--- Recorded information ---

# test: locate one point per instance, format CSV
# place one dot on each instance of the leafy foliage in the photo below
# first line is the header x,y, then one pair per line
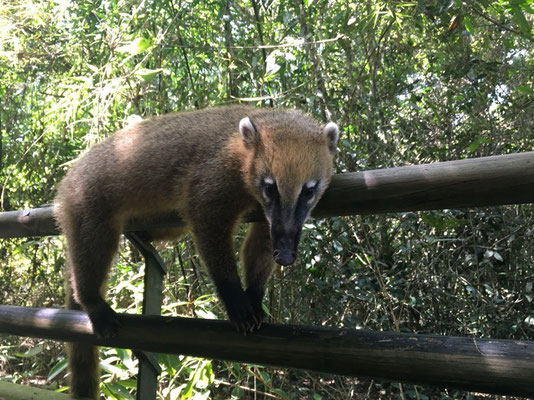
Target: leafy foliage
x,y
408,82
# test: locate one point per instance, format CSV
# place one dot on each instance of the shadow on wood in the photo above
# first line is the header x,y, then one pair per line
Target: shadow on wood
x,y
492,366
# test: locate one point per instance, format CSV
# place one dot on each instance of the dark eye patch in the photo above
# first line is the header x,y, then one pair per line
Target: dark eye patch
x,y
308,192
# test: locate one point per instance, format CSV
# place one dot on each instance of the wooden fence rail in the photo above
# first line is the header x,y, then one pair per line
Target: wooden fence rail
x,y
492,366
475,182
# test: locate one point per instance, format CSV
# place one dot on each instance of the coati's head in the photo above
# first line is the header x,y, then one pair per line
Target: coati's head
x,y
288,169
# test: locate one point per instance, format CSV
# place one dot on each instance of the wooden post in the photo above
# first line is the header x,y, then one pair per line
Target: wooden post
x,y
485,365
149,369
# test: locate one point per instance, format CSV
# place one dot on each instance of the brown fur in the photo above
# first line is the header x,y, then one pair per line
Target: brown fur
x,y
200,165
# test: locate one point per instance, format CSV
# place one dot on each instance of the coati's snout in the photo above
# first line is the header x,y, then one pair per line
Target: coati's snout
x,y
285,245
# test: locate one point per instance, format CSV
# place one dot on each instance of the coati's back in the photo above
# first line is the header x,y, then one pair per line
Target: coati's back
x,y
210,166
141,164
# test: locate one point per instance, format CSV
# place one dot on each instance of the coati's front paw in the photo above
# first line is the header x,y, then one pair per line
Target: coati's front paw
x,y
255,298
243,317
104,320
240,310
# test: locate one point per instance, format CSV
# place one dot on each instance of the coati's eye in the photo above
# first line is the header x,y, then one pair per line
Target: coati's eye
x,y
269,189
309,190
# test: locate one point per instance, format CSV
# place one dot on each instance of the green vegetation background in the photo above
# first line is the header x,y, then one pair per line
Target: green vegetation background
x,y
408,83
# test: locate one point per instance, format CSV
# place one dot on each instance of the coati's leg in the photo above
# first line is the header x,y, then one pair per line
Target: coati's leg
x,y
257,256
91,246
83,363
213,238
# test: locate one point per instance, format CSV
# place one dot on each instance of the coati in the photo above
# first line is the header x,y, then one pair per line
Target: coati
x,y
210,166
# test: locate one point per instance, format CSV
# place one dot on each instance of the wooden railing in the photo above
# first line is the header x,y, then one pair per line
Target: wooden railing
x,y
488,365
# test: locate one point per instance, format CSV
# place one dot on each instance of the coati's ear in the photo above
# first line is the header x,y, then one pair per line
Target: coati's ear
x,y
331,131
248,131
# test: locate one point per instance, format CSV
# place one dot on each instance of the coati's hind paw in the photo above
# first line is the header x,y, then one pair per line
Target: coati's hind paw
x,y
105,321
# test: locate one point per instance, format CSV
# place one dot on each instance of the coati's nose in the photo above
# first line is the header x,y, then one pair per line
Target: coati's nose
x,y
284,257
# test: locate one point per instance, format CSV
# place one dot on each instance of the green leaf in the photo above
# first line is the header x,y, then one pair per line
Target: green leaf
x,y
148,74
474,146
136,46
525,89
520,19
468,23
31,352
57,369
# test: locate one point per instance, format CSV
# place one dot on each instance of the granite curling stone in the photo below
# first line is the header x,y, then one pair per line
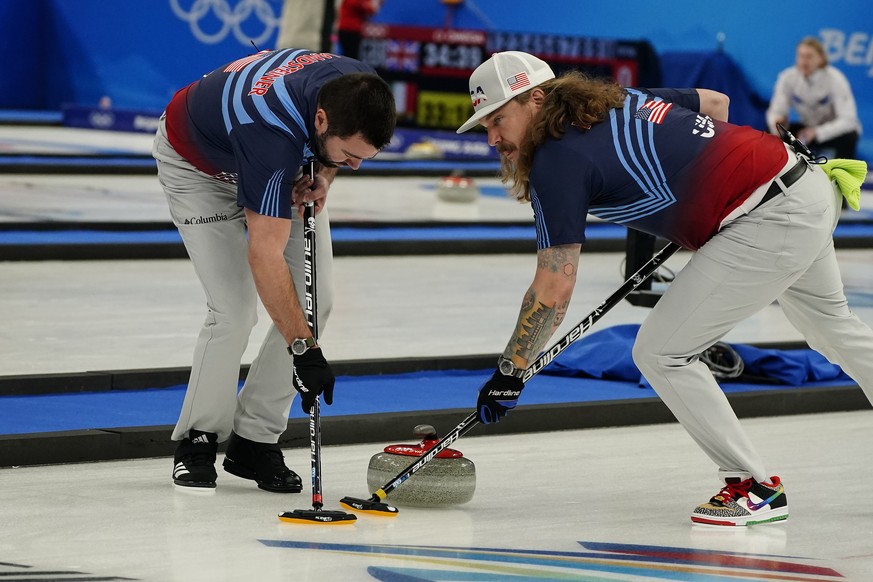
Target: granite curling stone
x,y
448,479
457,188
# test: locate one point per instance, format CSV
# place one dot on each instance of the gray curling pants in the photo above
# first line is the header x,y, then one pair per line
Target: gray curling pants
x,y
782,250
213,229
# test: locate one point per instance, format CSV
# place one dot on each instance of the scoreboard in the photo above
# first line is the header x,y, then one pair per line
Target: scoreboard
x,y
428,68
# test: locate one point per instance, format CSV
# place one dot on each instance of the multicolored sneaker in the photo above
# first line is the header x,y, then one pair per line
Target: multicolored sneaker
x,y
744,503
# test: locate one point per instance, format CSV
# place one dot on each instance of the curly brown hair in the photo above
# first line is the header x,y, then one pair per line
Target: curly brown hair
x,y
571,98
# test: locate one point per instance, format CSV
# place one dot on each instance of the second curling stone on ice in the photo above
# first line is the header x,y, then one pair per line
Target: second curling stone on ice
x,y
448,479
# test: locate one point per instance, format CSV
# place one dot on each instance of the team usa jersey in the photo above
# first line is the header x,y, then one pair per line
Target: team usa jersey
x,y
250,122
655,165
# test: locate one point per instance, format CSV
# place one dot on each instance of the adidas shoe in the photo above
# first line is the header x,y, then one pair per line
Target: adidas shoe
x,y
742,503
195,460
262,463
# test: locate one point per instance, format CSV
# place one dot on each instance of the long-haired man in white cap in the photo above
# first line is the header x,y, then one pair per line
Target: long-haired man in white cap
x,y
758,214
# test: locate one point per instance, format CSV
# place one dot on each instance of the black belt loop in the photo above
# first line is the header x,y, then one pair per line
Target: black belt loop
x,y
788,179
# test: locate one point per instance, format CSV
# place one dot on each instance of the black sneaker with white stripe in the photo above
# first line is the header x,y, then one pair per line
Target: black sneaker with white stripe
x,y
263,463
195,460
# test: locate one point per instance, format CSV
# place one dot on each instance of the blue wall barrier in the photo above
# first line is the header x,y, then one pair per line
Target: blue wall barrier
x,y
139,52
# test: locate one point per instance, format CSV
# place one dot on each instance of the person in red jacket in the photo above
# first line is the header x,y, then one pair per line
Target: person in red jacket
x,y
352,16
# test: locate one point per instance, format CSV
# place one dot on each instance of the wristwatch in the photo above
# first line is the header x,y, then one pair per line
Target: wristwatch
x,y
299,346
507,368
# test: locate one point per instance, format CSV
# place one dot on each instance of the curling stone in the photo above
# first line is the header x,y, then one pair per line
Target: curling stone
x,y
448,479
457,188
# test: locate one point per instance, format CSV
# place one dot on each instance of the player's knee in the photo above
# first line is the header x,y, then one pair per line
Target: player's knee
x,y
644,354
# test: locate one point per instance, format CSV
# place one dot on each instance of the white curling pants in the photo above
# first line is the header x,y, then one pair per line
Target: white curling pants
x,y
213,229
781,250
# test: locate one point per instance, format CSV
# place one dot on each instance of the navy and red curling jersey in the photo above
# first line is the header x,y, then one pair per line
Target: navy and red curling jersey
x,y
655,165
250,122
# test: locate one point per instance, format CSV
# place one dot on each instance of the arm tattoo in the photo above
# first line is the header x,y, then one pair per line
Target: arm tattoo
x,y
535,324
558,260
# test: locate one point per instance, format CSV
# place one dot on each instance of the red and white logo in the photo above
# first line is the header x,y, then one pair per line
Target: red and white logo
x,y
478,96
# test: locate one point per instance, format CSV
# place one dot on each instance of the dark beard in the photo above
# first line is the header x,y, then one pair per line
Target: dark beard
x,y
319,149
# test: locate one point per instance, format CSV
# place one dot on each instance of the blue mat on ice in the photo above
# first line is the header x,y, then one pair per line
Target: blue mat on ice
x,y
425,391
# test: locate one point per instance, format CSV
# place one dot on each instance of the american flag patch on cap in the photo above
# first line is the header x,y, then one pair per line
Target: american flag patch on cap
x,y
653,111
518,81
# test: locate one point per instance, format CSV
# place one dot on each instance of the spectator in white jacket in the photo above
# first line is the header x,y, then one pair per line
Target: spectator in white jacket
x,y
822,99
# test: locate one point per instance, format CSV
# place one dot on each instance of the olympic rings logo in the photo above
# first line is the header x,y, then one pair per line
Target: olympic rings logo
x,y
230,18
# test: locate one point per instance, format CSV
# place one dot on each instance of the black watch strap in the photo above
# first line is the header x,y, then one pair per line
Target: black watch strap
x,y
300,345
507,368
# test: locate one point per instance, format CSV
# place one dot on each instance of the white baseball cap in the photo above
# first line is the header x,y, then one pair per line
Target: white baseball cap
x,y
501,78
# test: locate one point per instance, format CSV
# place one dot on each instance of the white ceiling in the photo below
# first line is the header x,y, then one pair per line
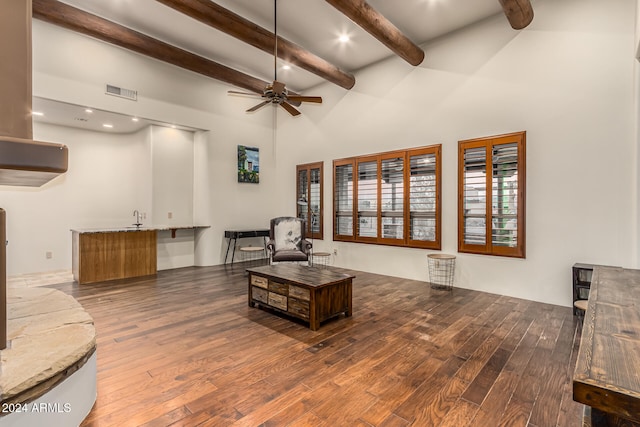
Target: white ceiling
x,y
313,24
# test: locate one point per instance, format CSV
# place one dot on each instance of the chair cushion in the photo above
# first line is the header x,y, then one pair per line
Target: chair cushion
x,y
287,234
289,255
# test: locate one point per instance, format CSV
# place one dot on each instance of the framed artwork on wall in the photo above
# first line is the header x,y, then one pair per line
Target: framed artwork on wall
x,y
248,164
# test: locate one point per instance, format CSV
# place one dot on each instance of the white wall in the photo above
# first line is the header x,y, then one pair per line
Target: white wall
x,y
567,80
108,177
74,69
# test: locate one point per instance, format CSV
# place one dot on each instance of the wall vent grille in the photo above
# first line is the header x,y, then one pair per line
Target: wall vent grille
x,y
122,93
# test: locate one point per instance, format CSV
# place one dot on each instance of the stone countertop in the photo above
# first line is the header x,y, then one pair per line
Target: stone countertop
x,y
49,332
134,228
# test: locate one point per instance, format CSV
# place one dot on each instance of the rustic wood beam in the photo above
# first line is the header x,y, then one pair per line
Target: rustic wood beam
x,y
58,13
519,12
214,15
360,12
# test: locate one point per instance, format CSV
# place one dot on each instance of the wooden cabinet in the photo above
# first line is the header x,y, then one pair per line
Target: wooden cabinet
x,y
102,256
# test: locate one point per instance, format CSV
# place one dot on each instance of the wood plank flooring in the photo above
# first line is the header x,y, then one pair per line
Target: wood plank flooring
x,y
185,349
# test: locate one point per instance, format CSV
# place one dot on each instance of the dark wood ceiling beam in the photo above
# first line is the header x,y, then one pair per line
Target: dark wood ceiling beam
x,y
518,12
66,16
360,12
216,16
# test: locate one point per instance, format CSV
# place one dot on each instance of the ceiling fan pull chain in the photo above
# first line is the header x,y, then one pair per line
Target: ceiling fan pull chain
x,y
275,33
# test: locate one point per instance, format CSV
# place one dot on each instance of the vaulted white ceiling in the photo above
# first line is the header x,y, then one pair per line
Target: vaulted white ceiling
x,y
313,24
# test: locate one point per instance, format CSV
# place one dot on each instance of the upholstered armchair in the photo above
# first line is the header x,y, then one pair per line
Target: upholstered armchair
x,y
287,242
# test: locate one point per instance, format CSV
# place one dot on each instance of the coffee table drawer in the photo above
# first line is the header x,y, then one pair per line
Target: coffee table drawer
x,y
262,282
298,292
259,294
278,301
299,308
281,288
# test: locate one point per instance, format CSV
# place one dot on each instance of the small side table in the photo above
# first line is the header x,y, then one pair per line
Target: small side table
x,y
441,271
251,253
320,258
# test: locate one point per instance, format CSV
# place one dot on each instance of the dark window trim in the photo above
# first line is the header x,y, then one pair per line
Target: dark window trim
x,y
405,241
319,235
519,251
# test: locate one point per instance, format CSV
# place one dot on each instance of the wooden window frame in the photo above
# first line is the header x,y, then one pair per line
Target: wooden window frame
x,y
406,240
308,167
488,143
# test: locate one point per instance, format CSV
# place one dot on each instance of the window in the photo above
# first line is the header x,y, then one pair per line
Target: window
x,y
390,198
491,207
309,198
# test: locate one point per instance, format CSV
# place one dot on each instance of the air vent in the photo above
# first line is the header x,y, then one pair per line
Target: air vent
x,y
122,93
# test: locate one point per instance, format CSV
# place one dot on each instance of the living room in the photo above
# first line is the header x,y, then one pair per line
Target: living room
x,y
569,80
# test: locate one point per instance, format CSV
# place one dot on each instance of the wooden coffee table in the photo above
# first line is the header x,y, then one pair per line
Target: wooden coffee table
x,y
309,293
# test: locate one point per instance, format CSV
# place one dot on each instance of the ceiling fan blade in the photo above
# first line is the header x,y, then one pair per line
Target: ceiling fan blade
x,y
257,107
289,108
316,99
235,92
278,87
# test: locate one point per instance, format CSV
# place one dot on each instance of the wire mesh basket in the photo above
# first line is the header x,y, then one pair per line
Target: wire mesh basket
x,y
441,271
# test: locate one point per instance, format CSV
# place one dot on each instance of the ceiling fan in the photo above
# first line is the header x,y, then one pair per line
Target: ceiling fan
x,y
276,92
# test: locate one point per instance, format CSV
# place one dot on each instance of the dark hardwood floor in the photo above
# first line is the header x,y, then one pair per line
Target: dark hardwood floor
x,y
185,349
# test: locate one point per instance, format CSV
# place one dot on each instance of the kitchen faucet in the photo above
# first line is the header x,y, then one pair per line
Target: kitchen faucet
x,y
137,215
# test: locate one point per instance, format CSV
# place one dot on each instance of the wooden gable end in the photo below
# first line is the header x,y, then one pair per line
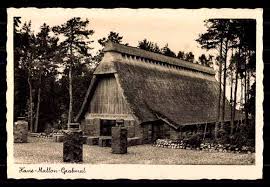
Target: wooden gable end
x,y
107,100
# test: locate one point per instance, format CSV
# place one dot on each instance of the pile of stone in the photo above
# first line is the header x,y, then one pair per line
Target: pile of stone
x,y
224,148
73,146
20,131
210,147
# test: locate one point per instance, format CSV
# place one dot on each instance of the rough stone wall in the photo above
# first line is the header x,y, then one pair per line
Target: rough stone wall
x,y
92,127
138,130
129,124
20,131
119,140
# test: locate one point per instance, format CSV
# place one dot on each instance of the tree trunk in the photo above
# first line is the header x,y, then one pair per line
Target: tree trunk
x,y
38,104
219,95
231,98
30,112
70,97
245,96
224,86
235,88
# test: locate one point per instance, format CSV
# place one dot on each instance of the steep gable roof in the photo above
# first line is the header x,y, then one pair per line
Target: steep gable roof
x,y
159,87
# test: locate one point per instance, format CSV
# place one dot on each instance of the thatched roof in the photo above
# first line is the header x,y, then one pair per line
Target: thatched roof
x,y
159,87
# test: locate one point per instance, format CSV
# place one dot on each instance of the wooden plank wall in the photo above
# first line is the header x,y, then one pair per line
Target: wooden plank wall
x,y
107,98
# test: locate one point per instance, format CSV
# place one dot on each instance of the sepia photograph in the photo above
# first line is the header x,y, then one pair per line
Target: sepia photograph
x,y
140,90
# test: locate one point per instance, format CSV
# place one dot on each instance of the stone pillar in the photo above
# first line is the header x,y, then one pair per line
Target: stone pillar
x,y
73,146
20,130
119,140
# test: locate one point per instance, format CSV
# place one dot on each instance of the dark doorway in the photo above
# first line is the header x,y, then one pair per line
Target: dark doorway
x,y
106,127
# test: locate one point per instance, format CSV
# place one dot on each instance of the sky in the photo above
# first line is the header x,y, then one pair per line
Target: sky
x,y
179,28
174,28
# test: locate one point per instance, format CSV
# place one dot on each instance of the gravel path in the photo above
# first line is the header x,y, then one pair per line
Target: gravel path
x,y
45,151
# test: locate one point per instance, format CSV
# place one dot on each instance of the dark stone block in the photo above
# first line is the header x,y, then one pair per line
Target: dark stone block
x,y
73,146
58,137
119,140
92,140
20,131
104,141
84,139
134,141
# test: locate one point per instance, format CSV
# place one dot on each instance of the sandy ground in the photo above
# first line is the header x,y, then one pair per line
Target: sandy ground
x,y
38,150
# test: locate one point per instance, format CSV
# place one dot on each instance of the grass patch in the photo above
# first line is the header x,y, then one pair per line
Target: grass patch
x,y
45,151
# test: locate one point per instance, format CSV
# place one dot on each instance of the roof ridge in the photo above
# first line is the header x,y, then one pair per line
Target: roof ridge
x,y
134,51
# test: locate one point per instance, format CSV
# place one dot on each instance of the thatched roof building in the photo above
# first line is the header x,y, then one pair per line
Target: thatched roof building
x,y
155,87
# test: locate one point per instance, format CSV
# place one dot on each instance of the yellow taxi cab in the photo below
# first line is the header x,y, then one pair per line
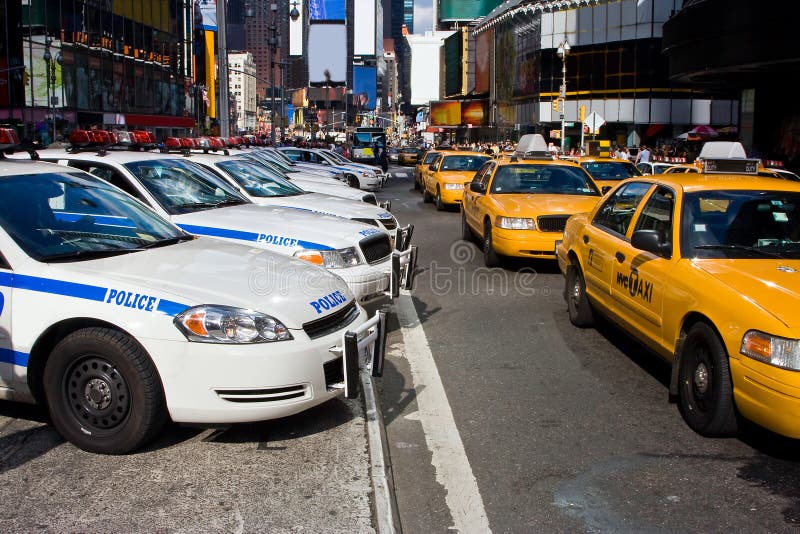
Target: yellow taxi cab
x,y
607,172
705,270
519,206
443,183
422,166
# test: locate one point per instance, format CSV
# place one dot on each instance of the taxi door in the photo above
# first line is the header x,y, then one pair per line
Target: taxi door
x,y
602,239
473,203
7,354
639,277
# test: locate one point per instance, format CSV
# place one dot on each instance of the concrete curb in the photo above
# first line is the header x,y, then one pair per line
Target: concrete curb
x,y
387,518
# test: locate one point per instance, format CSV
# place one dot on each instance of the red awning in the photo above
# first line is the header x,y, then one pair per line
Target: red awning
x,y
163,121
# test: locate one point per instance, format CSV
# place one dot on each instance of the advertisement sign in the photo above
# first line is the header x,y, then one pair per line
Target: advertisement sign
x,y
445,113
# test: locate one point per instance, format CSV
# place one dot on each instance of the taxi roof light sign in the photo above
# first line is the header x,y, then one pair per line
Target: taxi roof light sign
x,y
722,150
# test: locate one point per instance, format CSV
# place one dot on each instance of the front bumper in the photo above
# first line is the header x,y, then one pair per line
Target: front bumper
x,y
222,384
525,243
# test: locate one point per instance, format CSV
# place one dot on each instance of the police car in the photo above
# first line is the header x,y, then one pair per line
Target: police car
x,y
201,203
117,321
354,174
256,185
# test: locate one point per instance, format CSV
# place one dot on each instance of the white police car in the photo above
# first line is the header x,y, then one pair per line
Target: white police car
x,y
356,175
259,187
201,203
116,320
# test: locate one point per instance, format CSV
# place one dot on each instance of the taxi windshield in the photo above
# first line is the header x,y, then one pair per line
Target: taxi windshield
x,y
542,179
64,216
741,224
182,186
463,163
610,170
254,179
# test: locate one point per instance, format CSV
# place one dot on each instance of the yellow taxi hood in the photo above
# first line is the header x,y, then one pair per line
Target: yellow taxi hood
x,y
772,284
525,204
457,177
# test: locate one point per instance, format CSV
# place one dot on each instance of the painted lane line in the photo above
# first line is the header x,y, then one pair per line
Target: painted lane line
x,y
449,459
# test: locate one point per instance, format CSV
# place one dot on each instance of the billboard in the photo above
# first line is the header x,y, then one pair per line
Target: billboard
x,y
465,9
474,112
327,54
483,51
364,28
365,87
326,10
445,114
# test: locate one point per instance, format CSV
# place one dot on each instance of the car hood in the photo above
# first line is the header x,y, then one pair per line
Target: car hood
x,y
327,205
208,271
773,284
519,205
279,229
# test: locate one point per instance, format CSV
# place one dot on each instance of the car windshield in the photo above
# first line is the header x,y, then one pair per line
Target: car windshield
x,y
463,163
610,170
254,179
182,186
542,179
741,224
65,216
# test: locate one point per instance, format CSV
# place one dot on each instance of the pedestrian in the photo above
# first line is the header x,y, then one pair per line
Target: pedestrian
x,y
644,155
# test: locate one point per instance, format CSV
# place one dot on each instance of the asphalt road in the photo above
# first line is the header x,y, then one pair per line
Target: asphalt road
x,y
564,430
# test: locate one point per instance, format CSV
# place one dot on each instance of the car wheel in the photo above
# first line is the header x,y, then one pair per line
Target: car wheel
x,y
437,200
578,305
490,257
103,391
705,390
466,231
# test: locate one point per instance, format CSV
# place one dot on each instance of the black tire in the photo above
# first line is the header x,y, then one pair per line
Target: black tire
x,y
466,231
578,305
705,389
437,200
490,257
103,392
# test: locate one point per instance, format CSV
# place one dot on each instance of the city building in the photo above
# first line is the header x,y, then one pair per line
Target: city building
x,y
67,64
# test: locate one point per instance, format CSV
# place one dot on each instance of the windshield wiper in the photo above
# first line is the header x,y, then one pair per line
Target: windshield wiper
x,y
739,247
168,241
86,254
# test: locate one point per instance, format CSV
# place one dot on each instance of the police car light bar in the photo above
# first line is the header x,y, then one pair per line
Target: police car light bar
x,y
730,166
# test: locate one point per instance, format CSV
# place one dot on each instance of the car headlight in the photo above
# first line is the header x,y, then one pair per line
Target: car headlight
x,y
774,350
515,223
225,324
330,259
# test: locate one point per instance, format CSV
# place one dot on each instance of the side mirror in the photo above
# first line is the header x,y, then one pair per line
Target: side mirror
x,y
477,187
650,241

---

* [Prompt]
Find every line in the items above that contains the string "windshield", and copy each of those lines. Letter case matters.

* [Exercise answer]
# place one dot on each instance of the taxi windshield in the photo above
Target: taxi windshield
# place one dot on each instance of the car windshield in the photo above
Target: car windshield
# place one dot on each instance of the windshield wiper in the photo above
Target: windshield wiper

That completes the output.